Task objective >> Duplicate the part of the bibliography notes on early Black history and masonry starting with "George Washington Williams served" and going on through "(February 16, 1889).".

George Washington Williams. History of the Negro Race in America from 1619 to 1880. New York: G.P. Putnam’s Sons, 1883.
George Washington Williams served a term in the Ohio state legislature but chose not to continue in a political career so that he could devote his time to researching and writing. Although not trained as a historian, Williams employed a number of newly embraced historical methodologies, including the analysis of archival materials and the documentation of sources through citations and footnotes. The Massachusetts Historical Society and the Library of Congress were among the many archives in which he conducted research. To find sources that were absent from traditional archives, Williams placed advertisements in newspapers around the country, soliciting materials such as the minutes of black churches and statistics on black schools.
“A History of the Negro Race in America.” The Freeman: The National Colored Weekly Newspaper (February 16, 1889).
George Washington Williams’s A History of the Negro Race in America was widely reviewed by both the white and black press. He received overwhelmingly positive reviews from most sources, and black luminaries such as Booker T. Washington and Frederick Douglass recommended his History as essential reading for black Americans. One of the lone exceptions was William Calvin Chase, the editor of the black newspaper The Washington Bee, who seemed to have a personal vendetta against Williams and delighted in printing negative reviews week after week.
Address to the Colored Masonic Fraternity of the United States: Being a History of the National Grand Lodge and Its Workings. Cleveland: Robinson & Co., 1871.
William S. Gardner, a white mason from Massachusetts, wrote a history of American lodges, describing African American lodges as “illegal,” or unrecognized by the parent body, the National Grand Lodge. According to Gardner, African Americans made improper use of the masonic affiliation to solicit money. Peter H. Clark and other members of the Colored Masonic Fraternity compiled this history of black masonry in response, noting that they could not “afford to be idle or indifferent spectators” to this fiction about black masonry. Citing historical records tracing back to the establishment of black masonry by Prince Hall of Boston in 1784, the Colored Masonic Fraternity insisted on their legitimacy.
William Still. The Underground Rail Road. Philadelphia: Porter & Coates, 1872.

Given information >>
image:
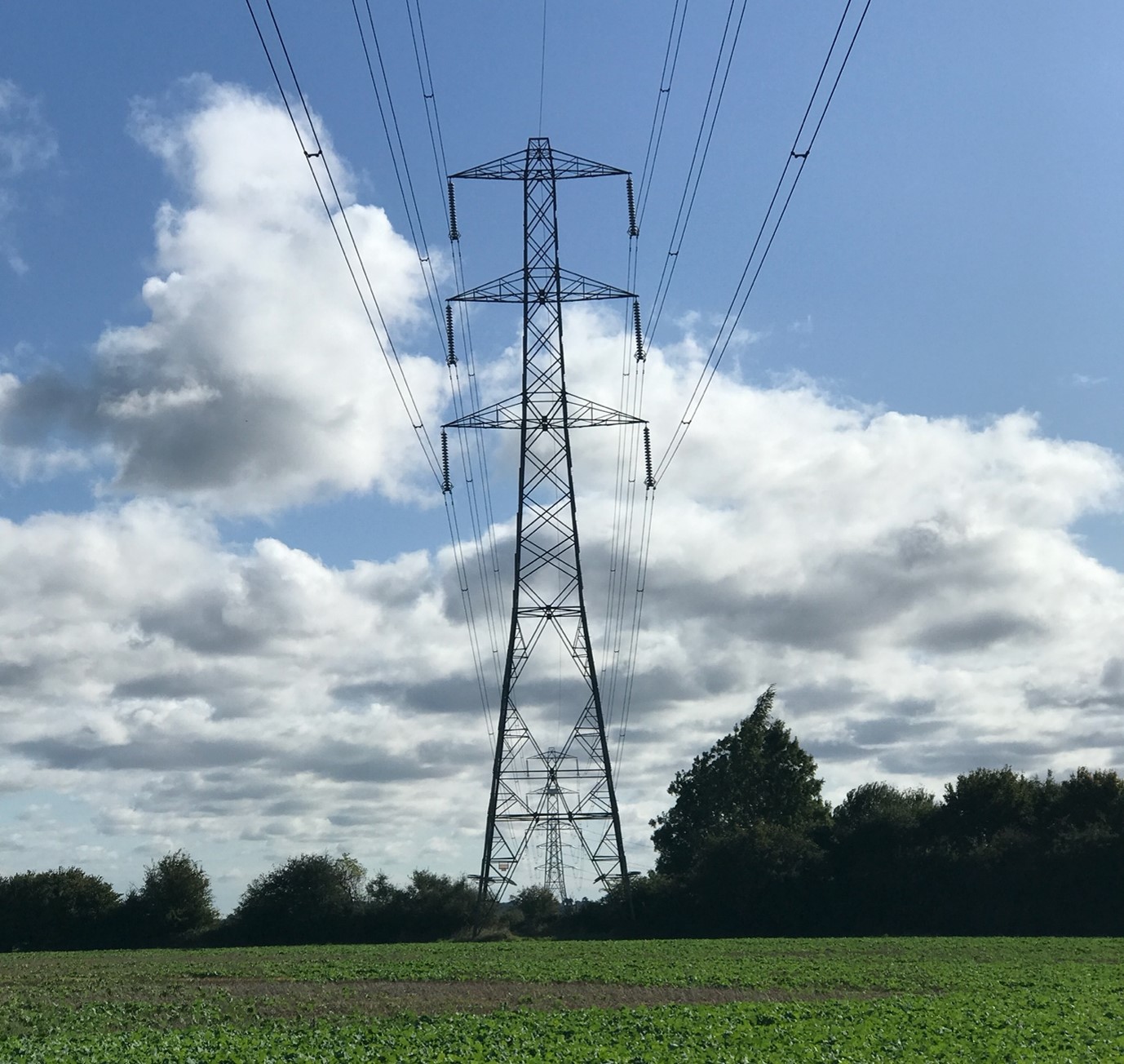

In response >>
George Washington Williams served a term in the Ohio state legislature but chose not to continue in a political career so that he could devote his time to researching and writing. Although not trained as a historian, Williams employed a number of newly embraced historical methodologies, including the analysis of archival materials and the documentation of sources through citations and footnotes. The Massachusetts Historical Society and the Library of Congress were among the many archives in which he conducted research. To find sources that were absent from traditional archives, Williams placed advertisements in newspapers around the country, soliciting materials such as the minutes of black churches and statistics on black schools.
“A History of the Negro Race in America.” The Freeman: The National Colored Weekly Newspaper (February 16, 1889).